Federico García Lorca 

Escucho de lejos el taconeo firme de unos pasos que van y vienen,  el aire dulzón de un perfume me envuelve los sentidos y de repente el silencio es quebrado por una voz chillona que se deja abrazar por los aplausos.

Carlota del Valle Dorado se presenta ante un público post pandémico deseoso de reírse, por eso cada una de sus humoradas son acompañadas de risas, gritos y alguna propuesta para continuar en la línea de un diálogo que genera complicidad y que devuelve un espejo del lado más bizarro, vulnerable y humano de lo que somos.

Carlota nació con 45 años y hace más de una década que se sostiene en la misma edad sobre las tablas, hablando del desamor, de su cuerpo, de sus conquistas, e incluso del sexo, desde una perspectiva que muchos catalogan como humor blanco.

Vestida con ropa sin tiempo y un rouge rojo que engalana su enorme sonrisa, Carlota estalla, brilla y deja todo su ser en el escenario, porque quien baja ya no es ella, sino Diego Torres, el cuerpo que se deja domesticar por esta alma de mujer.

Registros de datos
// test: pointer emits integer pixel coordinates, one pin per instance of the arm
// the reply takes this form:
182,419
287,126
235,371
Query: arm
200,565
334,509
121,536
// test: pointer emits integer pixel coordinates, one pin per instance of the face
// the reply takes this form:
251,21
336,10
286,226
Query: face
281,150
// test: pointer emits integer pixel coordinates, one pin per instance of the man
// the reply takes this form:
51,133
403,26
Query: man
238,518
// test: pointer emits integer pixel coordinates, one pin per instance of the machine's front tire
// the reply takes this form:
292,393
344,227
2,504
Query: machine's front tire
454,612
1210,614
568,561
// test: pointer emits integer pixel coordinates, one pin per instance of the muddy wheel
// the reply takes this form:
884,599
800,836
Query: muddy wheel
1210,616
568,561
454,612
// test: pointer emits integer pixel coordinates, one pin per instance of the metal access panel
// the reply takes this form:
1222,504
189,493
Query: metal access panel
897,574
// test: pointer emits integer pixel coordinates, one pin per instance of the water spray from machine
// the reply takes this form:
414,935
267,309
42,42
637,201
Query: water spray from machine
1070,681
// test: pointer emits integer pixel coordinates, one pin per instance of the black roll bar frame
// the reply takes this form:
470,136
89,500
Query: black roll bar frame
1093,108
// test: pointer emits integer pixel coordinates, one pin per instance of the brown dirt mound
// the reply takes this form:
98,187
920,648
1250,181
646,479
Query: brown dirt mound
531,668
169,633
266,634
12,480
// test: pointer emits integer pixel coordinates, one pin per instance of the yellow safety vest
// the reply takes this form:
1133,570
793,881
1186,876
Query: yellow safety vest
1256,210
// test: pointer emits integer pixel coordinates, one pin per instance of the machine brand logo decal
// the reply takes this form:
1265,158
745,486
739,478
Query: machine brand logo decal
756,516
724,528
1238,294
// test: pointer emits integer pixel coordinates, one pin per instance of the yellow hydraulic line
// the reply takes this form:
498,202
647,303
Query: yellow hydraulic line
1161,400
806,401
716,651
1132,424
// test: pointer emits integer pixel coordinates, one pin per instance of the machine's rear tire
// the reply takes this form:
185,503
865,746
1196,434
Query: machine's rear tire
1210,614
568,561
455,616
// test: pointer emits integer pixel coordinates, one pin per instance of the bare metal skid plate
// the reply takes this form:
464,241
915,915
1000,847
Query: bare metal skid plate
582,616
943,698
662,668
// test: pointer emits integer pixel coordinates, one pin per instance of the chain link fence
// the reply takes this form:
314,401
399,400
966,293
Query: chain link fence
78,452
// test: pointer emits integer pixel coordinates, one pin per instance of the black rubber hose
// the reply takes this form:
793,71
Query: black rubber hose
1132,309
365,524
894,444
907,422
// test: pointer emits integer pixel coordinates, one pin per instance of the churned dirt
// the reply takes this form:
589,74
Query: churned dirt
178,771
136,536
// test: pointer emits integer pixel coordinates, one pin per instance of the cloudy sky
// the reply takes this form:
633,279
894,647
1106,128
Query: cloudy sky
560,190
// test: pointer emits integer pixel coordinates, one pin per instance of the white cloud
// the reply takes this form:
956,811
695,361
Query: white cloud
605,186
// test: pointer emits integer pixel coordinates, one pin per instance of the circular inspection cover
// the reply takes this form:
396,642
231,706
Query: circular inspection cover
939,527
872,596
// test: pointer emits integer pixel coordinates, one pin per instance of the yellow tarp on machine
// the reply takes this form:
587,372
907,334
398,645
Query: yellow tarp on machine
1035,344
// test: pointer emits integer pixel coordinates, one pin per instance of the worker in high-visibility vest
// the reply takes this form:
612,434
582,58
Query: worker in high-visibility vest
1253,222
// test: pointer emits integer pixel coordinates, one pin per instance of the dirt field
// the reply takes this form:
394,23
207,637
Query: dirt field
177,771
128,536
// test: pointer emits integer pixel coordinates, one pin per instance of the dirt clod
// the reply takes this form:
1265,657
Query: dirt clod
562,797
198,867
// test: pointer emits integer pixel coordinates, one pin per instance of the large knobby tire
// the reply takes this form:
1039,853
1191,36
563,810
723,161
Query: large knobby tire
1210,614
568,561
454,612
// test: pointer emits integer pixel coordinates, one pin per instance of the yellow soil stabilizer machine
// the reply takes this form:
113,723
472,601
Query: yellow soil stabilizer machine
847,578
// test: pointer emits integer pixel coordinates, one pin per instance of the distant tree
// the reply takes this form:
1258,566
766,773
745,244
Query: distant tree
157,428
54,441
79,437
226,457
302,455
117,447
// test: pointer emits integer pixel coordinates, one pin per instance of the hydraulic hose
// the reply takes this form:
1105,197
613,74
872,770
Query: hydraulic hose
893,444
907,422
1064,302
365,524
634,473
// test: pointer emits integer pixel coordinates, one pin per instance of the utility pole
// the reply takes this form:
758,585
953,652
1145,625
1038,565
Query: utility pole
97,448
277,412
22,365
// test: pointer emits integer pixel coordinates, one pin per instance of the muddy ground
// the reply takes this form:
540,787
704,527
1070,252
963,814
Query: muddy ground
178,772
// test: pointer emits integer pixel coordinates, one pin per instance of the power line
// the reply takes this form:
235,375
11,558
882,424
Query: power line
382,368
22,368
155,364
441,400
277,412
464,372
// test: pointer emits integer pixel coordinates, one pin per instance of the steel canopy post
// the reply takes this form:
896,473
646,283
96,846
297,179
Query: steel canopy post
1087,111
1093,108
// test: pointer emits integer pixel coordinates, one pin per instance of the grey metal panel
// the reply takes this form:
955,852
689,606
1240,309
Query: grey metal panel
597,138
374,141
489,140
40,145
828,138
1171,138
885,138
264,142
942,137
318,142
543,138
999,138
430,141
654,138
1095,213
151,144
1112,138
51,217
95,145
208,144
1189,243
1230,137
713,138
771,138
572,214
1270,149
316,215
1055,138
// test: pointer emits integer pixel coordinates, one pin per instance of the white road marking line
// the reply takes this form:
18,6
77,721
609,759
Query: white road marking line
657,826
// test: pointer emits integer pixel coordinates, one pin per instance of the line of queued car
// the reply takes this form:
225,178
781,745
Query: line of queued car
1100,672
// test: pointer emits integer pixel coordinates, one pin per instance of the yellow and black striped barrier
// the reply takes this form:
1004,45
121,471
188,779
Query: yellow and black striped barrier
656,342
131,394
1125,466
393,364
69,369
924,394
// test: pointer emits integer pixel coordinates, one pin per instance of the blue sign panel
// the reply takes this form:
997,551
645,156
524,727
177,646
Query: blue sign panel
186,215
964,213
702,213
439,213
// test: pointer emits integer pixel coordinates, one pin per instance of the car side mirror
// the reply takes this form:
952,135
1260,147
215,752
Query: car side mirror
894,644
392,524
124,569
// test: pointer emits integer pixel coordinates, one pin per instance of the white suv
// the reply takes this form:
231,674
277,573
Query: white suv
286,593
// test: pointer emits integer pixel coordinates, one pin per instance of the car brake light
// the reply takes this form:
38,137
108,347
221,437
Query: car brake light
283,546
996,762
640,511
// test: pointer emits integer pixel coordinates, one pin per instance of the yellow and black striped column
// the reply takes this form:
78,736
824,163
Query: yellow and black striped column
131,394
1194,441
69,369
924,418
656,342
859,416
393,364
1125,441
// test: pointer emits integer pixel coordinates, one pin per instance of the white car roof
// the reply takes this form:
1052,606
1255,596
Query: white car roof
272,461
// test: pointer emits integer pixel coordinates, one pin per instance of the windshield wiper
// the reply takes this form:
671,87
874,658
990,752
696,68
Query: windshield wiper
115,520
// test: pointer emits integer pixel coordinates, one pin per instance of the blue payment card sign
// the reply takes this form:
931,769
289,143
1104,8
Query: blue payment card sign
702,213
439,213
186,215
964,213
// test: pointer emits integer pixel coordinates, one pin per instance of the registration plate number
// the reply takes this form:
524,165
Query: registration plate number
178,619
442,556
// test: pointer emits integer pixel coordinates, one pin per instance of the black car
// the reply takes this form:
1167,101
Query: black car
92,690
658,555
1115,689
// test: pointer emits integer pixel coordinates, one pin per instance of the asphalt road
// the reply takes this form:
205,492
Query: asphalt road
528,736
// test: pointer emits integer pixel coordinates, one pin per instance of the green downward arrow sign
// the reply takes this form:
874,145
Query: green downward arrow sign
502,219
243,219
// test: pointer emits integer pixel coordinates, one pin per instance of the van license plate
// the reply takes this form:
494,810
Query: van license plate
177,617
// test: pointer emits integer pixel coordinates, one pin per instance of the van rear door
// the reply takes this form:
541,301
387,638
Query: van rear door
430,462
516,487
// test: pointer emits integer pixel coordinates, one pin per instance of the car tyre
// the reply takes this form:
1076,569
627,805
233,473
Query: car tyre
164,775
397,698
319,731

## Consigna:
Transcribe sin cambios el pasaje del texto sobre Carlota del Valle Dorado que empieza con "Federico García Lorca" y sigue hasta "por los aplausos.".

## Solución propuesta:
Federico García Lorca 

Escucho de lejos el taconeo firme de unos pasos que van y vienen,  el aire dulzón de un perfume me envuelve los sentidos y de repente el silencio es quebrado por una voz chillona que se deja abrazar por los aplausos.